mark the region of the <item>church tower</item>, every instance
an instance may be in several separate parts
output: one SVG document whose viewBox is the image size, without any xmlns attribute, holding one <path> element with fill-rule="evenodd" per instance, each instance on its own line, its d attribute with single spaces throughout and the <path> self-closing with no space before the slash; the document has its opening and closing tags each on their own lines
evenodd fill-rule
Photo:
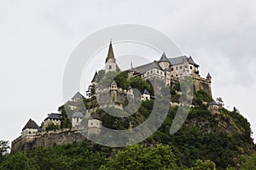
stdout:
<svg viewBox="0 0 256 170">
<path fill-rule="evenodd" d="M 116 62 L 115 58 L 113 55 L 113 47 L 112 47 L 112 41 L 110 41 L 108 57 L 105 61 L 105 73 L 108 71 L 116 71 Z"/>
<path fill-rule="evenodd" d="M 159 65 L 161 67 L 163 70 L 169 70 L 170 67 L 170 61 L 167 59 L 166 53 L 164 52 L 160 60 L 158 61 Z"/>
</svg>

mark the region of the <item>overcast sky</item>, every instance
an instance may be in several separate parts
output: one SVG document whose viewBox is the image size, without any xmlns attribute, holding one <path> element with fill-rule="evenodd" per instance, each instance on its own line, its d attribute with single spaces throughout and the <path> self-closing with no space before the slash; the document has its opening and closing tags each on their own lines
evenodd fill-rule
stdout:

...

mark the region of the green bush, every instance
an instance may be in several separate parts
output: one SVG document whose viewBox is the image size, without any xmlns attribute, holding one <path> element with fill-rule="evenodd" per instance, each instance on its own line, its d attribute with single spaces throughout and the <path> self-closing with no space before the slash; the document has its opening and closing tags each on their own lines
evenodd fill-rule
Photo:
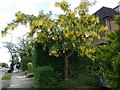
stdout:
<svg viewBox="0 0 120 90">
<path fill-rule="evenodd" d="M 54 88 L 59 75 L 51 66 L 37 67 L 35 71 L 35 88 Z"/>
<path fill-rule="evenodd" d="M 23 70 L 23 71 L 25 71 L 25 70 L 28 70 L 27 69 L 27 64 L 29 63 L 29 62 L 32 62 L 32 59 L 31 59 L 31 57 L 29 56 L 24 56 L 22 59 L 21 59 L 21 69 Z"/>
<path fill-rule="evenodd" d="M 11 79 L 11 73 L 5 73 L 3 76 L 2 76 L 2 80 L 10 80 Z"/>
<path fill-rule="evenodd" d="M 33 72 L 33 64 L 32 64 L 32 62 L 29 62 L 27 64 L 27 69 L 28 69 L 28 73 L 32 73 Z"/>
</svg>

◆ Task to carry out:
Please copy out the lines from the line with "mark the region of the green" to the line with "11 79 L 11 73", both of those included, and leave the pictures out of your copy.

◆ Answer for the task:
mark the region of the green bush, every instance
an instance may be in several separate parts
output: one SVG document whose viewBox is the image size, without any xmlns attribute, holding one <path> element with fill-rule="evenodd" per instance, each instance on its own line, its d attribute with single spaces throughout and the <path> self-closing with no space before the slash; the document has its opening and closing tags each on their own lines
evenodd fill-rule
Photo:
stdout:
<svg viewBox="0 0 120 90">
<path fill-rule="evenodd" d="M 54 88 L 59 75 L 51 66 L 37 67 L 35 71 L 35 88 Z"/>
<path fill-rule="evenodd" d="M 23 70 L 23 71 L 25 71 L 25 70 L 28 70 L 27 69 L 27 64 L 29 63 L 29 62 L 32 62 L 32 59 L 31 59 L 31 57 L 29 56 L 24 56 L 22 59 L 21 59 L 21 69 Z"/>
<path fill-rule="evenodd" d="M 11 79 L 11 73 L 5 73 L 3 76 L 2 76 L 2 80 L 10 80 Z"/>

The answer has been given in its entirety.